**Problem statement:**
Transcribe the material exactly. Images do not belong in the copy.

**Given data:**
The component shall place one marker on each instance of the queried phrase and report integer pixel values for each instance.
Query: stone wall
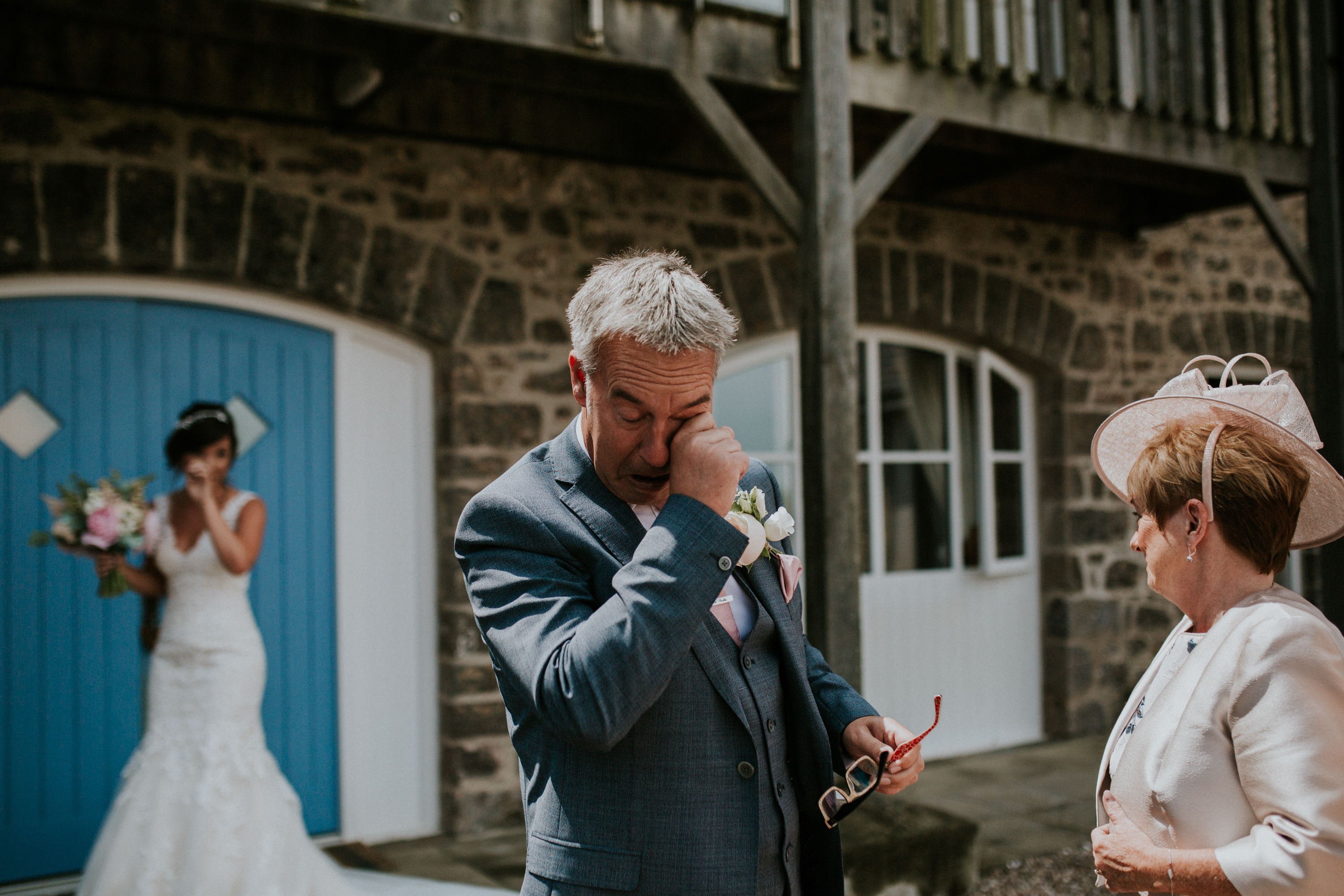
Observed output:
(475, 254)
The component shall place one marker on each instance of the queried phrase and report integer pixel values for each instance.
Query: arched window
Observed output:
(951, 591)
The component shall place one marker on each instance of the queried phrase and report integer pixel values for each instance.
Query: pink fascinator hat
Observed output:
(1272, 409)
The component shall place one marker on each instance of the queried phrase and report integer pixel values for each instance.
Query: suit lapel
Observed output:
(607, 516)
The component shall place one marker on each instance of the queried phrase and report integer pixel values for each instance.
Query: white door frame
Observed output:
(386, 621)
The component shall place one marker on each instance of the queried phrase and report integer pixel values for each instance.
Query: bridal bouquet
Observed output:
(108, 517)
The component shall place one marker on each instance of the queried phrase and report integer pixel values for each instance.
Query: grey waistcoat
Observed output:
(757, 663)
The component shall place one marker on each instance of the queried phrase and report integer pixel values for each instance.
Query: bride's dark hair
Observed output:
(201, 425)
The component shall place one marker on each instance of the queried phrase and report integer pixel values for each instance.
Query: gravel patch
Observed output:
(1066, 874)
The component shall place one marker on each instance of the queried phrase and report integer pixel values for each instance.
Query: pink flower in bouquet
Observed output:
(103, 528)
(154, 531)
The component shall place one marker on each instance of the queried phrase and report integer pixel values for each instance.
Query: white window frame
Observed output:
(983, 361)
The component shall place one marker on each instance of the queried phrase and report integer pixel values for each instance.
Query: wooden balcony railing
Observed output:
(1233, 66)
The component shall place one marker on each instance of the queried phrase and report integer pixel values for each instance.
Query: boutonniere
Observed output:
(749, 517)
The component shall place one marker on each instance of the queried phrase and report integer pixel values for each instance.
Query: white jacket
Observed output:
(1244, 749)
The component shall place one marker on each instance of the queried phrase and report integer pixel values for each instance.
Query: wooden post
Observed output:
(827, 339)
(1326, 236)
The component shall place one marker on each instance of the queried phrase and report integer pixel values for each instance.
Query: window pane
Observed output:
(758, 406)
(863, 396)
(914, 398)
(968, 426)
(1003, 409)
(865, 544)
(1008, 526)
(916, 513)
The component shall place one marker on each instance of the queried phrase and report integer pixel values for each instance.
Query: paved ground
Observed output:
(1030, 801)
(1033, 801)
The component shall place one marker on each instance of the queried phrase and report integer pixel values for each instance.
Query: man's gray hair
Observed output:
(656, 300)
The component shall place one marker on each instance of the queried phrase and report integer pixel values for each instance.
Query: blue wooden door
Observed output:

**Written reply:**
The component shall place one marker on each instance of the queried phrase and report integer pixel values for each instance.
Query: stone wall
Observed output:
(475, 254)
The component shall place one marker on each instance of the queried phrase and report integer pixel values for each instance.
Query: arched window
Observed output:
(951, 591)
The component shall place one marker on each instance of the queried phrase and report integer pixel values for each instance.
Query: pink fascinator hat
Observed output:
(1272, 409)
The component shall place one marker on each instance of the queried phrase and report integer pixel values for each instance.
Query: suit lapel
Observed output:
(607, 516)
The component shall place one marker on each instance of the queried phrase and report integer pixel values for each instance.
Query: white door frame
Observed output:
(386, 621)
The component shall place one marker on each instance of the queried phrase and report integer pixel values for each instance.
Query: bridal bouquet
Observed output:
(108, 517)
The component shall place one marker on each instance of the queried phrase and report integer pixel values for each instance.
Query: grey waistcoat
Observed output:
(757, 663)
The component shall place one marker on each instance of the queried phrase and report integer pixel values for each instance.
Query: bride's dark hair
Observed output:
(201, 425)
The component shall place one marker on each instance of the queried phrase and report integer pixel values for each instance.
Query: gravel patch
Observed output:
(1066, 874)
The component shall place one marker on each instance of the queried phrase and report integer pixel values for each instance.
Query: pink flower in bouquet
Observed output:
(103, 528)
(154, 531)
The component shall place one marker on each instance of the queried phrase and report integer pixel values for each instance.
Query: white window frame
Observed output:
(983, 361)
The component shall place one marker on each instance of the queried phrase and report integer pixel values for each instance.
Query: wooden balcony railing
Observed output:
(1233, 66)
The component shall place one marker on each instance of the queried phrase and report integer pixel values for each instance.
Query: boutonniere
Observed output:
(749, 517)
The component shall place one marker on each instance of the queried phrase and report integer pixel values for each instance.
Query: white jacket
Observed output:
(1244, 749)
The component shall place one marker on each instance of the queried phrase and report integer pixel values for each instance.
Query: wooden post
Observed output:
(827, 339)
(1326, 236)
The component shall place one marker on each instance of the queried phrase and report integer pixel values for each instance.
Query: window pane
Observed output:
(758, 406)
(863, 396)
(914, 398)
(968, 426)
(1003, 409)
(865, 544)
(1008, 526)
(916, 513)
The component shall place one marker on each instance of the queried phrase and report integer pixel values for each instance.
Query: paved ground
Observed output:
(1030, 801)
(1033, 801)
The component shall place one marker on each instance of the queried phrase and report integer pixel values for each instance.
Query: man's gray hair
Observed output:
(656, 300)
The component shall place one marker on each instance of the queried phrase and report integer pixel values for each instance.
Query: blue wooden door
Observed output:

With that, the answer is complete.